What's Spoiling The Kids: The Big Tech v. Bad Parenting Debate

Without an extended family network, modern parents have sought to raise happy kids in a "hostile" world. It's a tall order, when youngsters absorb the fears (and devices) around them like a sponge.

Image of a kid wearing a blue striped sweater, using an ipad.

Children exposed to technology at a very young age are prominent today.

Julián de Zubiría Samper

-Analysis-

BOGOTÁ — A 2021 report from the United States (the Youth Risk Behavior Survey) found that 42% of the country's high-school students persistently felt sad and 22% had thought about suicide. In other words, almost half of the country's young people are living in despair and a fifth of them have thought about killing themselves.

Such chilling figures are unprecedented in history. Many have suggested that this might be the result of the COVID-19 pandemic, but sadly, we can see depression has deeper causes, and the pandemic merely illustrated its complexity.

------------------------------

WORK ORDER A
Repeat the passage of the article on technology and parenting, everything from "Without an extended" down to "are prominent today.".
WORK ORDER B
Pick up the article on technology and parenting after its last sentence and continue writing it.
The entries come from an unrelated source.

AVAILABLE DATA
------------------------------

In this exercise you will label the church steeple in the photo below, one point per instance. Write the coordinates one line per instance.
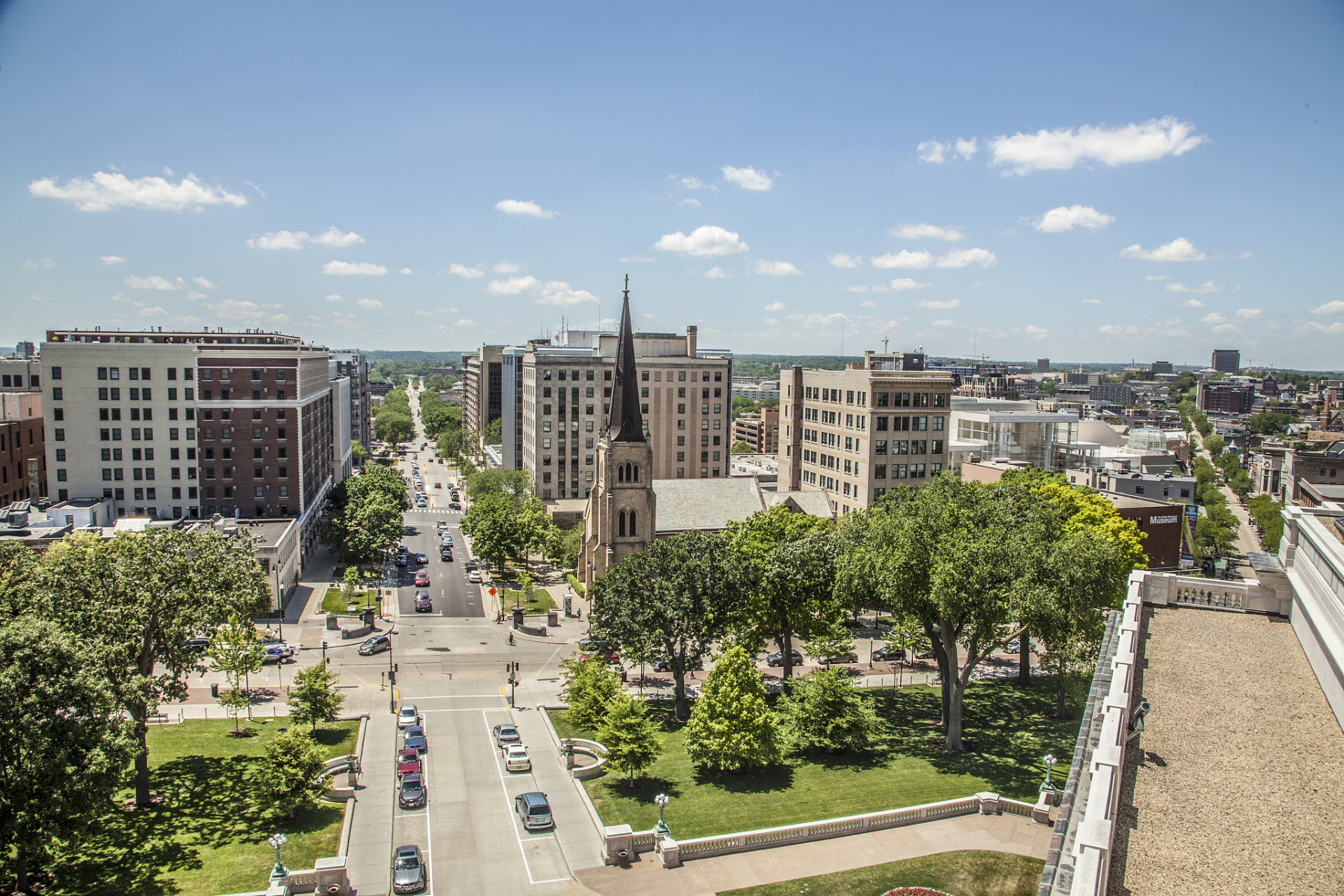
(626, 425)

------------------------------

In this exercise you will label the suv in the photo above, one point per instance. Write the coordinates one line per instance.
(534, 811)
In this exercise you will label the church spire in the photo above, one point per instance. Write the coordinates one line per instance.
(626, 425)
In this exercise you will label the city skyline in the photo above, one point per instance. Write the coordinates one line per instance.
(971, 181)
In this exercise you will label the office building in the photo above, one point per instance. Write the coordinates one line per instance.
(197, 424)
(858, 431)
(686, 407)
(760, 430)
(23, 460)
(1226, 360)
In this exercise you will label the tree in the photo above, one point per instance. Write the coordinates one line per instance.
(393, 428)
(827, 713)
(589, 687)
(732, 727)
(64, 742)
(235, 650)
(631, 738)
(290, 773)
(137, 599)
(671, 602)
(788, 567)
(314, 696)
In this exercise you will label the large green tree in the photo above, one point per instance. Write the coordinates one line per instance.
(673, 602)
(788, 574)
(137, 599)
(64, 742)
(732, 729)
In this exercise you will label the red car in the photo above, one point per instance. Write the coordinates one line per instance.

------------------------------

ANSWER BOX A
Without an extended family network, modern parents have sought to raise happy kids in a "hostile" world. It's a tall order, when youngsters absorb the fears (and devices) around them like a sponge.

Image of a kid wearing a blue striped sweater, using an ipad.

Children exposed to technology at a very young age are prominent today.

ANSWER BOX B
I have written before on possible links between severe depression and the time young people spend on social media. But this is just one aspect of the problem. Today, young people suffer frequent and intense emotional crises, and not just for all the hours spent staring at a screen. Another, possibly more important cause may lie in changes to the family composition and authority patterns at home.

Firstly: Families today have fewer members, who communicate less among themselves.

Young people marry at a later age, have fewer children and many opt for personal projects and pets instead of having children. Families are more diverse and flexible. In many countries, the number of children per woman is close to or less than one (Singapore, Taiwan, South Korea, Hong Kong among others).

In Colombia, women have on average 1.9 children, compared to 7.6 in 1970. Worldwide, women aged 15 to 49 years have on average 2.4 children, or half the average figure for 1970. The changes are much more pronounced in cities and among middle and upper-income groups.

Of further concern today is the decline in communication time at home, notably between parents and children. This is difficult to quantify, but reasons may include fewer household members, pervasive use of screens, mothers going to work, microwave ovens that have eliminated family cooking and meals and, thanks to new technologies, an increase in time spent on work, even at home. Our society is addicted to work and devotes little time to minors.